Are You Smarter Than a 5th Grader is about second guessing yourself on questions for huge sums of money. You're pretty sure Sacramento is the Capital City of California, but are you $300,000 sure?
Not every game show, unless it's necessary, needs to be a big money game show.
Sometimes, you get something cute like Idiotest that offers $10,000 and you make a charming game that stands on its own.
$100,000 Pyramid kept that same big money, but the game is still the same.
If the prize comes second to the game, think about more than just money.
If you're doing a video game game show, where you play video games, maybe you can give away... Video Games?
If you're doing movie trivia... can you think of a few things that could make great prizes?
This means, you could branch into online. If you're doing, say, a nerd debate game show, maybe all you need as a prize is a comic book or tickets to a premiere?
Budget is everything, and I am a firm believer in break the prize budget, but NOT go overboard.
You don't have to do Million Dollar Password, but you can do $25,000 password and rinse repeat the game.
When I make formats, I centralize the prize budget at a maximum of $250,000. It's huge money, but that's ONLY if you do a perfect game.

— INSTRUCTION A —
List every non-cash prize that the passage on game show prizes suggests giving away.
— INSTRUCTION B —
According to the passage on game show prizes, what maximum prize budget does the writer set when making formats?
— INSTRUCTION C —
Carry on the passage on game show prizes, starting after its final sentence.
The data after this passage on game show prizes is separate material.

(Rows of box annotation data)
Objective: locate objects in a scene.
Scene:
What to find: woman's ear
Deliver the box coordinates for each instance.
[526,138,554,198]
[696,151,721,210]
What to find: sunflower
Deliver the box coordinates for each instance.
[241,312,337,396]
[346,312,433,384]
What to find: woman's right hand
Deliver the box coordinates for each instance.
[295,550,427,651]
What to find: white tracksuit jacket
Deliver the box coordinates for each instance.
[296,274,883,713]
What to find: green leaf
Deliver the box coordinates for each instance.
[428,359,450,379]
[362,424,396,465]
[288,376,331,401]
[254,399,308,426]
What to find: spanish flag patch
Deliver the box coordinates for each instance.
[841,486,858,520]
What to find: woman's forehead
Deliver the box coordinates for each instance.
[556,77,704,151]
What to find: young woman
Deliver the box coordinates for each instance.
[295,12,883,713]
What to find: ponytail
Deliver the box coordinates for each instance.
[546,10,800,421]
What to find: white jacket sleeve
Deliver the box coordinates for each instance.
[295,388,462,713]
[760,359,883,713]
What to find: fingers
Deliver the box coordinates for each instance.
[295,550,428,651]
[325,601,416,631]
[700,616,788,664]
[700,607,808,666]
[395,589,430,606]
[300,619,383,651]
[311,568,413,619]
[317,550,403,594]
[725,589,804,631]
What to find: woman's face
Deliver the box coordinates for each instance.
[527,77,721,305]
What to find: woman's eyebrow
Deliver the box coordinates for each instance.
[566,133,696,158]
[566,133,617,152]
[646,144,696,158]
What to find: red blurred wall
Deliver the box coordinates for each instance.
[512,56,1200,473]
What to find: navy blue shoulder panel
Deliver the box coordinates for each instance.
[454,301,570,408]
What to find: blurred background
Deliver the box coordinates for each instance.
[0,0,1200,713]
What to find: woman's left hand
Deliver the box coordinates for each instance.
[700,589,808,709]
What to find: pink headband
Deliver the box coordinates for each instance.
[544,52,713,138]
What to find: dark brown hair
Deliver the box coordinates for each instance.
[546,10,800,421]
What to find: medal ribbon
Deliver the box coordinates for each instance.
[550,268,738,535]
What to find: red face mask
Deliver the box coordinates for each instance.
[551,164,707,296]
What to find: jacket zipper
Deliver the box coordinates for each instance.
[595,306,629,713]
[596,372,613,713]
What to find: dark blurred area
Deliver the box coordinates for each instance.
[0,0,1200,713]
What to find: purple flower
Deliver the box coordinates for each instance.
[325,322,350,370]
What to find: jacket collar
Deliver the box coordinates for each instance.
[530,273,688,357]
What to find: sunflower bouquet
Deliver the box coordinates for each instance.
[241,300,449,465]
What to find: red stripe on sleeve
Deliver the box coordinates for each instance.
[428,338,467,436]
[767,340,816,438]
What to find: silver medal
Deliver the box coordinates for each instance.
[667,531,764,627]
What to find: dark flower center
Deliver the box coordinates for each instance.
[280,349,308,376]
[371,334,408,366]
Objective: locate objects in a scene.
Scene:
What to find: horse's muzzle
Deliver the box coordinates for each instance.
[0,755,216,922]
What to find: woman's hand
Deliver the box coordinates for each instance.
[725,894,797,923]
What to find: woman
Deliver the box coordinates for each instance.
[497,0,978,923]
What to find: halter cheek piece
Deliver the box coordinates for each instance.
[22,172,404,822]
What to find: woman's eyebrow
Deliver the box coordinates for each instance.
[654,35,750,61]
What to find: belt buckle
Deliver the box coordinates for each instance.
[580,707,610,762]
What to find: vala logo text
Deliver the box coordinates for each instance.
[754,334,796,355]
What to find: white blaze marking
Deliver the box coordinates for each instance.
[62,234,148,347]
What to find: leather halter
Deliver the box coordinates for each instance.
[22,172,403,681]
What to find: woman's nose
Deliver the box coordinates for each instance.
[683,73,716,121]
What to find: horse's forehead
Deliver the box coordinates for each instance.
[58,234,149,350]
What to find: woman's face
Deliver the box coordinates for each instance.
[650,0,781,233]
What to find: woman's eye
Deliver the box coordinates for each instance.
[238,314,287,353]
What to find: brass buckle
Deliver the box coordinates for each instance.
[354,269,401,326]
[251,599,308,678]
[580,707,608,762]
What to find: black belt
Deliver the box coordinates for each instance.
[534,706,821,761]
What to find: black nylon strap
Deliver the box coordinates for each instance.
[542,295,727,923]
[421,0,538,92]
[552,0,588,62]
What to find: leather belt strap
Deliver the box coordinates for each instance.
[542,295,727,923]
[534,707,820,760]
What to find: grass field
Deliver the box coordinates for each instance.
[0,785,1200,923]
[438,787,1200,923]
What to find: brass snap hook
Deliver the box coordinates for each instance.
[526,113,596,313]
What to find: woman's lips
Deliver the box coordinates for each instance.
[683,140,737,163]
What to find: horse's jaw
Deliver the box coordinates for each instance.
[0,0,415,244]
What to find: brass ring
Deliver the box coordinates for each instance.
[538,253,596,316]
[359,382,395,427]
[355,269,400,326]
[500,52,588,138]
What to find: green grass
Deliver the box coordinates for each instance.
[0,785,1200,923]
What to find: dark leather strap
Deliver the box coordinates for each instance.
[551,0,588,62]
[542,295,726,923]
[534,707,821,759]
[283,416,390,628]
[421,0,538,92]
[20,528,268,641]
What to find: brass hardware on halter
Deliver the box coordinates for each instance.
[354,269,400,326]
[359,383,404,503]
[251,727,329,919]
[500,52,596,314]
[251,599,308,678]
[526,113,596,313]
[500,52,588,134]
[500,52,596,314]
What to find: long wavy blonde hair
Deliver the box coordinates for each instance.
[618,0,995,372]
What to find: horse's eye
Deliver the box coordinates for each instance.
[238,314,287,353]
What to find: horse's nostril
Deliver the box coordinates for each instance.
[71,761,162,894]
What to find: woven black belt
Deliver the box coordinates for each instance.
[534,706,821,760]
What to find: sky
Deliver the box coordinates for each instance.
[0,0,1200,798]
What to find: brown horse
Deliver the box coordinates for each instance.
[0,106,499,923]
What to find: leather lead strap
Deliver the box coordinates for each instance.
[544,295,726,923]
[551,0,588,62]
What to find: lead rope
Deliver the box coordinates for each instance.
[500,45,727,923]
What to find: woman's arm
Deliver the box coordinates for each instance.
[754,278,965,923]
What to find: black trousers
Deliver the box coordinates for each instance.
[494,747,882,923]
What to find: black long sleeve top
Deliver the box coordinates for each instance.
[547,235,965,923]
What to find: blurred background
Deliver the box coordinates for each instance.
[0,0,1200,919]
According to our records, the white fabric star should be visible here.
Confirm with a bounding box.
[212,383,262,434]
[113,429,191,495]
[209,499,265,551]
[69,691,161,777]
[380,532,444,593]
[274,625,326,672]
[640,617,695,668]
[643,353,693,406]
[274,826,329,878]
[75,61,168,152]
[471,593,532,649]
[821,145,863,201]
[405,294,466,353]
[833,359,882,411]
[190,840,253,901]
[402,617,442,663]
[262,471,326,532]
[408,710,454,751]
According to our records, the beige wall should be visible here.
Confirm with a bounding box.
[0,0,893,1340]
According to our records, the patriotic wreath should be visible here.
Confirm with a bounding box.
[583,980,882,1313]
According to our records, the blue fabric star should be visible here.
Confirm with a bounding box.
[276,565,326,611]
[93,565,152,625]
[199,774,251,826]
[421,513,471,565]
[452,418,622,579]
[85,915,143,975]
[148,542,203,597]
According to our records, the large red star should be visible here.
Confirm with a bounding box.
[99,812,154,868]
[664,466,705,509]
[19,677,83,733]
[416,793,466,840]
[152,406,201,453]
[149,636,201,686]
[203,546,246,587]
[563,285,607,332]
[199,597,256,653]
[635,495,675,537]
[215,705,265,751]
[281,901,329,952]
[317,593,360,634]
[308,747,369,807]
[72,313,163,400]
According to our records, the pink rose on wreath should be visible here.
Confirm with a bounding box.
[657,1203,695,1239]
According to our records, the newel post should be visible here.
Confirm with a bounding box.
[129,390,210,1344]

— RIGHT ANSWER A —
- Video games
- A comic book
- Tickets to a premiere

— RIGHT ANSWER B —
$250,000.

— RIGHT ANSWER C —
Online is the future, but networks still treat it like a marketing vessel. Get YouTubers not because of personality, but because they gave 10,000,000 subscribers "so if we get at least 10%, we get 1,000,000 views"
They don't do that, and Hollywood screws it up all the time.
You need to treat online like a platform equal to broadcast. Shows that can be recorded and uploaded weekly.
Or, because of things like Twitch, where it's live and INSTANT audience feedback, you can do some pretty groundbreaking shows!
But that involves risk taking, and it's something Hollywood is unfortunately not looking to do, given the slate of movies and television shows that aren't game shows will tell you.
You want a successful show?
Take that risk.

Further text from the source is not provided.